First, administratively disabling the interface and then enabling it:

>ping -t 8.8.8.8

Pinging 8.8.8.8 with 32 bytes of data:
Reply from 8.8.8.8: bytes=32 time=12ms TTL=112
Reply from 8.8.8.8: bytes=32 time=12ms TTL=112
No resources.
PING: transmit failed. General failure.
PING: transmit failed. General failure.
Reply from 8.8.8.8: bytes=32 time=11ms TTL=112
Reply from 8.8.8.8: bytes=32 time=11ms TTL=112

Physically unplugging the connection and then plugging it back in:

>ping -t 8.8.8.8

Pinging 8.8.8.8 with 32 bytes of data:
Reply from 8.8.8.8: bytes=32 time=12ms TTL=112
Reply from 8.8.8.8: bytes=32 time=12ms TTL=112
Request timed out.
General failure.
General failure.
Request timed out.

Written task A => Please tally the lines of the records that contain the string "advertising", counting case, and give only the number.

Excerpted data =>
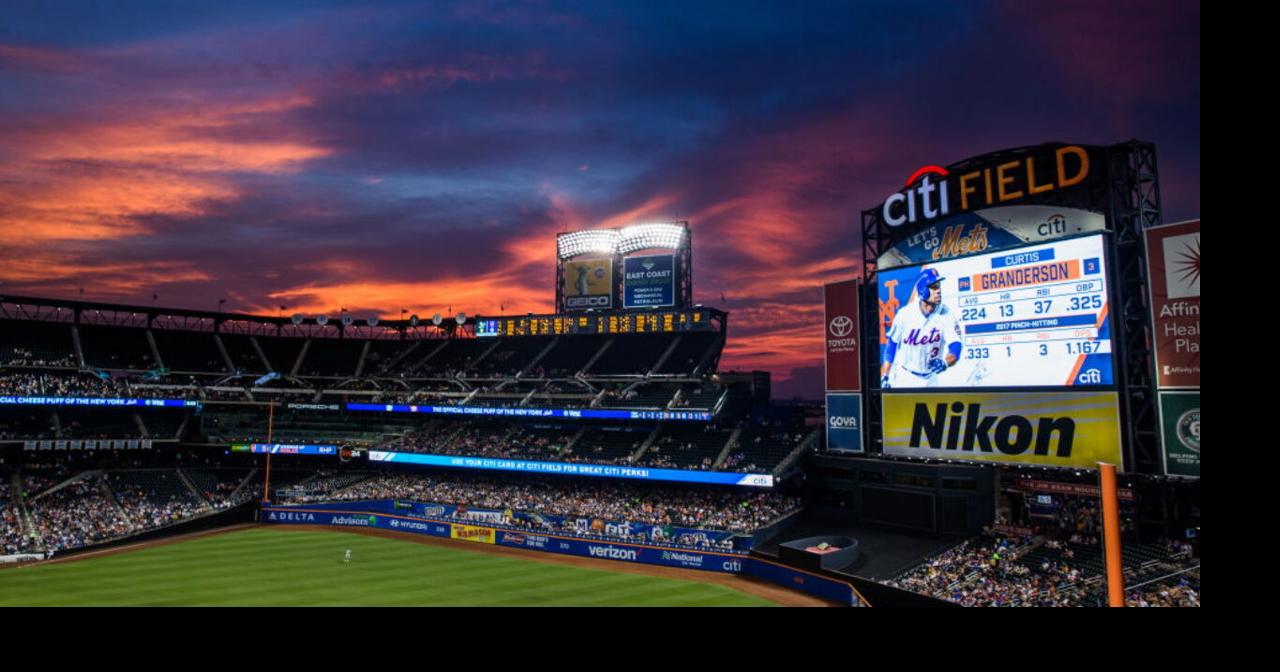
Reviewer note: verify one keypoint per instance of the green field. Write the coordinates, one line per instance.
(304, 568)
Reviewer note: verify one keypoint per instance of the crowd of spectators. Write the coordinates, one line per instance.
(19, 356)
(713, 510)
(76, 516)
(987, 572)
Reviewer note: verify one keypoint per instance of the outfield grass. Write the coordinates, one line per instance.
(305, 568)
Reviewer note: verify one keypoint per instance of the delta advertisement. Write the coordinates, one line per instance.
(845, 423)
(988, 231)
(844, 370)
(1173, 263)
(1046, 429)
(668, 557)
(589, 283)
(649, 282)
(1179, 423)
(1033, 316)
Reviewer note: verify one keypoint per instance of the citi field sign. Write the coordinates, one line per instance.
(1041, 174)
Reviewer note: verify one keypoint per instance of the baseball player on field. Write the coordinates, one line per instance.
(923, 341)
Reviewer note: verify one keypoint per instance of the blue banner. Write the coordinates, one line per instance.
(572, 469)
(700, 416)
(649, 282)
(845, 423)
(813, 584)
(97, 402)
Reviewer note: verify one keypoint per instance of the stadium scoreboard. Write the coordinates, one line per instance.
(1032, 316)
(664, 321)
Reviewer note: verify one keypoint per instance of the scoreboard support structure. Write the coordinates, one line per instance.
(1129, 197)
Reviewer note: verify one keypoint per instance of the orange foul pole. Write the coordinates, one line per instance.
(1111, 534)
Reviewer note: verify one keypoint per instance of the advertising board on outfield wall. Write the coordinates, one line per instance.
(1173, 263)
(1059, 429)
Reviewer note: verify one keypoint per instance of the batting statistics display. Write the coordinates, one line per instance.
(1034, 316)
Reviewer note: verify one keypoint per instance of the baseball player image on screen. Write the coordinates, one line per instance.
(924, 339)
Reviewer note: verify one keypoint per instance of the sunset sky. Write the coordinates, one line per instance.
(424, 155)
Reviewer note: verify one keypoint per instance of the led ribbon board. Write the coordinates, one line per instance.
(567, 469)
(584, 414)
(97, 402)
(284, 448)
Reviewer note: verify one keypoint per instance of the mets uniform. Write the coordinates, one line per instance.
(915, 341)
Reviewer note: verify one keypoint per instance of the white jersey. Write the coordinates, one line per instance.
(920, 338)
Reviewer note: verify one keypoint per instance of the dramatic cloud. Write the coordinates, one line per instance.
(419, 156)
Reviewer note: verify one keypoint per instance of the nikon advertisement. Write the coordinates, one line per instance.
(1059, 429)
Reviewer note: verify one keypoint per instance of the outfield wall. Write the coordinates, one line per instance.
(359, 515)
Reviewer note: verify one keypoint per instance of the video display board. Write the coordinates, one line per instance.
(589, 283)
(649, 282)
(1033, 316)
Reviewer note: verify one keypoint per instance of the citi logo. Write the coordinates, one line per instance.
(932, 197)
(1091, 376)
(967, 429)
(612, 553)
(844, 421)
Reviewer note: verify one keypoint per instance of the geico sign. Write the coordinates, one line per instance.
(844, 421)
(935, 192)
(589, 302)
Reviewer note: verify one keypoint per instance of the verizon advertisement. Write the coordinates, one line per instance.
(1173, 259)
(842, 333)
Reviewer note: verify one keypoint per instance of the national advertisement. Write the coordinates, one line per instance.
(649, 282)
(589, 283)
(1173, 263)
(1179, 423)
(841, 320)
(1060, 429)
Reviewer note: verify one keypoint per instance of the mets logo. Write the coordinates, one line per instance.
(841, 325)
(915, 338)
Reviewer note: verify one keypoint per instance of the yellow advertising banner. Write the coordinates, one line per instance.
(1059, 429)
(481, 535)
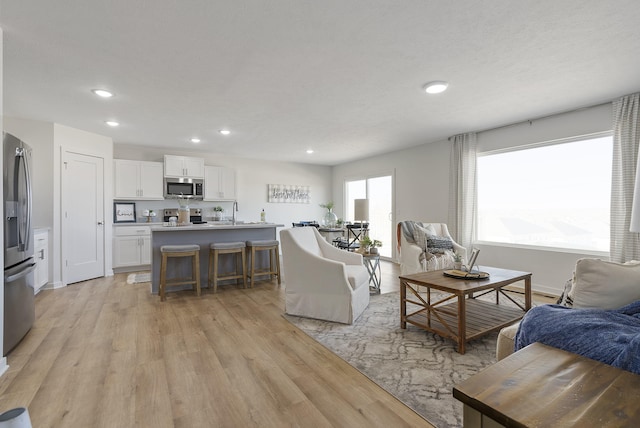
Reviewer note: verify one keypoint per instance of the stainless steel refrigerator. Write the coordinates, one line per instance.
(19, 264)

Written task B => In the ping output, what message appears right after the first two replies when the connection is physically unplugged?

Written answer A => 2

Written answer B => Request timed out.